Le maître Miyazaki Hayao cherche depuis longtemps quelqu'un pour lui succéder, et n'aura que de rares fois laissé la direction d'un Ghibli, afin de trouver un éventuel prétendant, mais après les essais décevants de Morita Hiroyuki avec Le royaume des chats, ainsi que Miyazaki Goro, son fils, avec Les contes de Terremer, nos espoirs quant à une pérénité de l'esprit du maître s'amenuisaient. Est-ce que Yonebayashi Hiromasa, qui travaille depuis plus d'une dizaine d'années dans le studio, et qui dirige ce nouveau film, sera l'élu ?
Dans la banlieue de Tokyo, sous le plancher d'une vieille maison perdue au cœur d'un immense jardin, la minuscule Arrietty vit en secret avec sa famille. Ce sont des Chapardeurs.
Arrietty connaît les règles : on n'emprunte que ce dont on a besoin, en tellement petite quantité que les habitants de la maison ne s'en aperçoivent pas. Plus important encore, on se méfie du chat, des rats, et interdiction absolue d'être vus par les humains sous peine d'être obligés de déménager et de perdre cet univers miniature fascinant fait d'objets détournés.
Arrietty sait tout cela. Pourtant, lorsqu'un jeune garçon, Sho, arrive à la maison pour se reposer avant une grave opération, elle sent que tout sera différent. Entre la jeune fille et celui qu'elle voit comme un géant, commence une aventure et une amitié que personne ne pourra oublier...

Données recueillies
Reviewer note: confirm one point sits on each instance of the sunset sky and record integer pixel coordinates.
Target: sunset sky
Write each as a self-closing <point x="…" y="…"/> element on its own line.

Consignes
1 - Recopiez, s'il vous plaît, le passage de l'extrait du document qui commence par « Dans la banlieue » et se poursuit jusqu'à « fait d'objets détournés. ».
2 - Traduisez en anglais cette phrase de l'extrait du document : « Dans la banlieue de Tokyo, sous le plancher d'une vieille maison perdue au cœur d'un immense jardin, la minuscule Arrietty vit en secret avec sa famille. »

Réponses dans l'ordre
1 -
Dans la banlieue de Tokyo, sous le plancher d'une vieille maison perdue au cœur d'un immense jardin, la minuscule Arrietty vit en secret avec sa famille. Ce sont des Chapardeurs.
Arrietty connaît les règles : on n'emprunte que ce dont on a besoin, en tellement petite quantité que les habitants de la maison ne s'en aperçoivent pas. Plus important encore, on se méfie du chat, des rats, et interdiction absolue d'être vus par les humains sous peine d'être obligés de déménager et de perdre cet univers miniature fascinant fait d'objets détournés.

2 - In the suburbs of Tokyo, beneath the floor of an old house lost in the middle of an immense garden, tiny Arrietty lives in secret with her family.